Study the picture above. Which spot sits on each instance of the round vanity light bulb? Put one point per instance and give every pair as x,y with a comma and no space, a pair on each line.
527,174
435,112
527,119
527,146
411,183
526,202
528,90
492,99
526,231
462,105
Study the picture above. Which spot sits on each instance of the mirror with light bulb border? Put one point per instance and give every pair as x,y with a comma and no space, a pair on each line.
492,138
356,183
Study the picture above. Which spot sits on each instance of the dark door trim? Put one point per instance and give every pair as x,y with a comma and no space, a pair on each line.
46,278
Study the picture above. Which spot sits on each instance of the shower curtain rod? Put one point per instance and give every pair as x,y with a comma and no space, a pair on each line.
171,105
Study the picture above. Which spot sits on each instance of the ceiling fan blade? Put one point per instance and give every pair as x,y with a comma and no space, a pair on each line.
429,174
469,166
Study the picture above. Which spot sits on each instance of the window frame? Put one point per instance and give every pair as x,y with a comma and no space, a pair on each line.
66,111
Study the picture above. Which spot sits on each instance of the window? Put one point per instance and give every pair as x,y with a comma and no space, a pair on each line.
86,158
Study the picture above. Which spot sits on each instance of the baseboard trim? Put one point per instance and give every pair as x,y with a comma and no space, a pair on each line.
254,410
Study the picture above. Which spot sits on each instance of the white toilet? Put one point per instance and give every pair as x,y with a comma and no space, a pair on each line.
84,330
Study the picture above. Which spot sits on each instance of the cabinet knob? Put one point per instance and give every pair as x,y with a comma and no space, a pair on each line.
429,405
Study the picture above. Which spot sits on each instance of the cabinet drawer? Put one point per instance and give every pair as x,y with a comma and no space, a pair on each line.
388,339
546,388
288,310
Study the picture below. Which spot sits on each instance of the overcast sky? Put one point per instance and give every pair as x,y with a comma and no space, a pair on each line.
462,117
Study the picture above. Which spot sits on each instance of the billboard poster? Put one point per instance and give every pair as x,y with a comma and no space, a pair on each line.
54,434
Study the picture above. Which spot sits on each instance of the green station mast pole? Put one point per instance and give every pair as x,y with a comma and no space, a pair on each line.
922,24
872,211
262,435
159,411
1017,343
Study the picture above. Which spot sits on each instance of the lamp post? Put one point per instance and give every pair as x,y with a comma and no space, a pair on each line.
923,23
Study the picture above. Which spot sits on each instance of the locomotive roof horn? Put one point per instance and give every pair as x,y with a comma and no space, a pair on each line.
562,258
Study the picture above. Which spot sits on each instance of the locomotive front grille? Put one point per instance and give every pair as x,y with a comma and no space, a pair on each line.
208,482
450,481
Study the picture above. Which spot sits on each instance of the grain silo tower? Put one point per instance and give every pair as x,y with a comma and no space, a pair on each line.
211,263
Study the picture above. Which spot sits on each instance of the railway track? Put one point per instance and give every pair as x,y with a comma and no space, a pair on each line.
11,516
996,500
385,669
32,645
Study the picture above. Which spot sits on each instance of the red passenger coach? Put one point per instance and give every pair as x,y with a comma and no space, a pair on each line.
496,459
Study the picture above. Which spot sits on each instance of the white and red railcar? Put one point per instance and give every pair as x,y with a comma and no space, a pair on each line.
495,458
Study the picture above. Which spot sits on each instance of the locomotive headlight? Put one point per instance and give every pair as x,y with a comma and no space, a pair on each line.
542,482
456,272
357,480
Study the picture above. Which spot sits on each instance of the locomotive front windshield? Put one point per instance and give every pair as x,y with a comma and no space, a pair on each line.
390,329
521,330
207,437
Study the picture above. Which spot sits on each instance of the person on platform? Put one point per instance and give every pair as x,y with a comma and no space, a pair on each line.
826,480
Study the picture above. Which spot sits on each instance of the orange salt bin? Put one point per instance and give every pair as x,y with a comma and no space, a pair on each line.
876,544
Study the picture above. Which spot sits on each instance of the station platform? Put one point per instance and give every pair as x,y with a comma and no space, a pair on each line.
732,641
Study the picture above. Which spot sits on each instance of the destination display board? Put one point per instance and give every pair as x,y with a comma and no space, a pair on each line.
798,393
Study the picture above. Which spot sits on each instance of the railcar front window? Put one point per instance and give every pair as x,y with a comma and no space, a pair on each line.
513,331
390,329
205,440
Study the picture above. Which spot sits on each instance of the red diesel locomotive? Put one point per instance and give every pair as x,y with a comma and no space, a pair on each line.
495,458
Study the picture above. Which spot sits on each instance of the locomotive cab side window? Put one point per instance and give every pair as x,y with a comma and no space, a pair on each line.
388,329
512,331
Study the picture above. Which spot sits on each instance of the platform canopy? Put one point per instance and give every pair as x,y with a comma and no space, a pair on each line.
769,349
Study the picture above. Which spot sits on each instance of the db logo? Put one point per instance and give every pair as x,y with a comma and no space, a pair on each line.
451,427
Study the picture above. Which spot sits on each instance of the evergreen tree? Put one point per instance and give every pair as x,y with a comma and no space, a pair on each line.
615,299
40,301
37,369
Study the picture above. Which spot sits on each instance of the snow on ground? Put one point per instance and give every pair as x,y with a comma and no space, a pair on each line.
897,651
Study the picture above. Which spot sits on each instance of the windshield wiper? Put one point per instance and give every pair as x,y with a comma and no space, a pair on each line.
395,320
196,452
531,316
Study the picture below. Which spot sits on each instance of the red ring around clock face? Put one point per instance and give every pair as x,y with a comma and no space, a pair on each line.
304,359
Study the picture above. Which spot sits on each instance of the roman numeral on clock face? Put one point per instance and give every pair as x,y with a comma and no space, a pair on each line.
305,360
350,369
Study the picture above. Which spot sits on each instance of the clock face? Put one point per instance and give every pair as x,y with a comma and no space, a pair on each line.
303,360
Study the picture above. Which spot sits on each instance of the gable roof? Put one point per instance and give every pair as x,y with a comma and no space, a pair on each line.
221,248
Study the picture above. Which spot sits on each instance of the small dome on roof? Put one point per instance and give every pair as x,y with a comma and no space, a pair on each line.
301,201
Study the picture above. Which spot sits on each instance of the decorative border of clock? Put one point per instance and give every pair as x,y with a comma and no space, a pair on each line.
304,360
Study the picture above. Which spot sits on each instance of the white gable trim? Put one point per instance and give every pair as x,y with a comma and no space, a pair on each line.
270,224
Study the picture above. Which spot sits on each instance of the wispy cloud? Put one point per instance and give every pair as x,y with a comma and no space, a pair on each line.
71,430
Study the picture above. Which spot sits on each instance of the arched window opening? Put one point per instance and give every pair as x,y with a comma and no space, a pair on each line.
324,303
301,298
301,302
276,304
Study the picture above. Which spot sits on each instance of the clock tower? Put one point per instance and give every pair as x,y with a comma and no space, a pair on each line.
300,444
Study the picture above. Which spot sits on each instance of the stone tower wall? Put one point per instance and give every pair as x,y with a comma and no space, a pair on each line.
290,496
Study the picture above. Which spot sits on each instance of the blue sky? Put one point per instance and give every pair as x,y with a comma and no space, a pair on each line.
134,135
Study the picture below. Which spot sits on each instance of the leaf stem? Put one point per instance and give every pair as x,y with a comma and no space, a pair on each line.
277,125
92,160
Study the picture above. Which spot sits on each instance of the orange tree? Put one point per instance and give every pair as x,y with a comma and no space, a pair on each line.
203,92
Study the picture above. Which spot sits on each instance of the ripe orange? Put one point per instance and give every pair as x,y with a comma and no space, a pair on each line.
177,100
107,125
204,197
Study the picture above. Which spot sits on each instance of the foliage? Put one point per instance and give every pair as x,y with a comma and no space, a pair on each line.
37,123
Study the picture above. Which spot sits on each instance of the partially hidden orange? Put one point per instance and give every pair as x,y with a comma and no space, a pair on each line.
= = = =
# Required action
Retype the whole listing without changing anything.

# Reply
Study the picture above. Which spot sits on each instance of the round vanity light bulb? Put one point per instance and give every pair as x,y with a comma and no space, a pair on each line.
527,174
435,112
527,119
527,146
411,183
526,202
528,90
492,99
526,231
462,105
Study the picture above. Which spot sits on each instance of the mirror with light bulb border? Put one point per instance and give every pair as x,y with a comma and no space, a pair on each line.
492,138
356,183
Study the picture above. Which spot sits on each instance of the dark door trim? Put one point per instance and give every pair as x,y with a comma and no space, a pair on each line.
46,278
Study the picture above. Which spot sits on each instance of the shower curtain rod? Put one point per instance and give every pair as x,y with a comma and no space, a pair on each line.
171,105
Study the picture above. Which spot sits on each instance of the ceiling fan blade? Put one point per instance and give every pair as x,y with a comma and no space, a pair on each line.
429,174
469,166
Study the picture above. Which spot sits on each instance of the window frame? Put one point per instance and give every pair as x,y with a comma and no space, a pair on each line.
66,111
Study the picture above. Which spot sits on each instance of the window? Put one point per instance and give every pair as x,y with a comma and no space, a pair on each line.
86,158
Study the picture above. Which spot sits on each instance of the baseboard trim? Put one point per instance and give every pair as x,y with a comma and no space, a pair on each line.
254,410
Study the picture above. Which spot sits on each instance of the white toilet? Put one point per instance and give every pair as x,y with a comma and no space, a pair on each line.
84,330
Study the picture above. Which spot sits on each instance of the cabinet knob? Put one point per instance and give every pair as x,y with a comma and no space, a pair on each line.
429,405
Study the picture above. Which spot sits on each instance of the cabinet drawer? Put one point per instance and give every pair as x,y with a comma and no space, a pair on each line.
388,339
546,388
288,310
Study the picture below. Which spot sits on each instance of the overcast sky? Put one point per instance and give every pair as x,y with a comma and no space, a pair on each line.
462,117
Study the picture above. Which spot sits on each instance of the billboard poster? Put one point per instance and give every pair as x,y with a comma and no space, a pair on each line.
54,434
Study the picture above. Which spot sits on each instance of the green station mast pole? Put one point per instance and give every pair as x,y with a comma and no space, a pair on each line.
922,24
872,211
262,435
159,411
1017,343
Study the picture above. Which spot sits on each instance of the lamp post? Put one point per instance and give every pair as x,y with a comma and no space, a pair on each line.
923,23
Study the picture above. Which spot sits on each instance of the locomotive roof horn? Put one point per instance and give every pair as x,y with a comma and no space, a pair on each line.
562,258
Study the picture above. Which spot sits on each instance of the locomotive front grille? Put one point per instance and give every pair as x,y with a comma and no space, a pair on each line.
208,482
450,481
Study the picture above. Which spot sits on each instance of the grain silo tower? Put one point per instance and give every pair as x,y with a comma and no space, a pair on each line.
211,263
Study the picture above. Which spot sits on each instance of the railway track? Put one point per instance and give every pair as x,y with a comma and no space, a pair on each line.
11,516
996,500
385,669
32,645
Study the picture above. Which spot sits on each instance of the red passenger coach? Put one point per instance and give every pair as x,y with a comma and no space, a pair on each line.
496,459
Study the picture above. Which spot sits on each instance of the white and red railcar? Put one point per instance and give every pair as x,y with a comma and no space, a pair on each line.
495,458
Study the picture above. Which spot sits on each instance of the locomotive headlight? Put one point per instance and give every pair as x,y with a comma and no space, a pair on each line.
542,482
456,272
357,480
Study the picture above. Which spot sits on each instance of the locomotive front windshield? Put one point per instance and give every pair as x,y with a comma and no space, a pair on each line.
390,329
521,330
207,437
Study the picture above. Which spot sits on each instance of the person on platform? Put one point per instance and give every pair as x,y with a comma and no space, a pair on each line.
826,480
Study the picture above. Which spot sits on each instance of the orange salt bin? Put one point per instance and give every pair as x,y with a comma and no space, a pair on each line.
876,544
Study the picture above. Which spot sits on each instance of the station platform? Put one point per instance and give every pair as x,y with a comma and no space, a pair on each line.
732,641
Study the picture above. Which spot sits on each instance of the destination display board? Put one point per instance and give every pair as x,y with a comma and no space, a pair on each line.
798,393
Study the picture above. Which spot sits on each instance of the railcar front window? Put one point per instance and give every pair as x,y with a comma and no space, a pair on each line.
513,331
390,329
205,440
Study the picture above. Which spot sits on each instance of the red diesel locomotive? Put one point per instance and give every pair as x,y with a comma and no space, a pair on each line.
495,458
Study the picture above. Which spot sits on each instance of the locomotive cab side window? Put one point per instance and give every pair as x,y with a comma and no space, a pair on each line.
388,329
512,331
Study the picture above. Which spot sits on each instance of the platform canopy? Put one point per instance and give every pair as x,y with a comma and no space, a pair on each line.
769,349
Study the picture above. Which spot sits on each instance of the db logo? Put one point per instance and give every pair as x,y with a comma and no space, a pair on each line.
451,427
Study the picture above. Which spot sits on each instance of the evergreen tree? Put one point per instance and give every pair as x,y with a comma and no space, a pair on each line.
615,299
40,301
37,369
Study the picture above. Which spot sits on each instance of the snow on ground? Put one point per instance and give every pair as x,y with a comma and no space, a pair on each line.
897,651
Study the picture above. Which spot sits on each instance of the windshield wiper? Put one point per instance and give every pair as x,y with a comma and no space, a pair on each line.
395,320
196,452
531,316
Study the picture below. Which spot sits on each instance of the red ring around clock face? Put one point per instance and give every pair as x,y with a comma and no space, a pair on each line.
304,359
Study the picture above. Which spot sits on each instance of the roman numeral on clock face? Put one point per instance and give every pair as x,y with a comma and no space, a pair on each line.
305,360
350,369
Study the picture above. Which spot sits on each instance of the clock face? Put one point per instance and give every pair as x,y with a comma and no space, a pair on each line.
303,360
Study the picture above. Which spot sits on each instance of the gable roof? Put one point per instance and give every pair as x,y with a comma and no space, a pair on each line.
221,248
Study the picture above. Which spot sits on each instance of the small dome on roof? Put one point per instance and give every pair as x,y with a comma and no space, a pair on each line.
301,201
Study the picture above. Which spot sits on each instance of the decorative border of clock? Put one point per instance and give every pair as x,y with a comma and no space, a pair on each line.
304,360
Study the picture above. Which spot sits on each instance of the white gable trim? Put one point per instance and give every pair as x,y with a comma and no space, a pair on each line.
270,224
Study the picture above. Which spot sits on each instance of the wispy cloud? Put one point per instance and give every pair as x,y with a comma and no space, a pair on each line.
71,430
Study the picture above. Which spot sits on each instance of the arched window opening? Put one point per instance and give every pair as x,y with a comma and no space, a pair on each line.
324,303
301,298
301,302
276,304
Study the picture above. Which spot sits on each instance of the clock tower? Put one point per instance and give every pair as x,y with a comma and no space, a pair on each line.
300,444
Study the picture above. Which spot sits on each instance of the stone tower wall? Put one point per instance and give every pair as x,y with a comma and no space, a pair on each line.
290,496
Study the picture above. Which spot sits on each instance of the blue sky? Put one point per instance and give every pair as x,y with a comma and no space, a pair on each line.
134,135
Study the picture below. Which spot sits on each instance of the leaf stem? Put one point per instance and give every pair as x,y with a comma and no space, a pair on each line.
277,125
92,160
Study the picture above. Which spot sits on each instance of the orange tree? Put one point per instance and give every pair as x,y with a comma and no space, a pair on each line.
203,92
Study the picture above. Which spot sits on each instance of the ripe orange? Put one point per instance and give every pair as x,y with a comma and no space, a pair on each line.
177,100
107,125
204,197
Study the picture above. Which spot sits on each instance of the foliage? Put one point per instance and give every pair as x,y with a comma and no space, a pair on each line.
37,123
Study the picture above. Which spot sits on each instance of the partially hidden orange? Put one point per instance and give every pair as x,y with a comma and no space, a pair on each line.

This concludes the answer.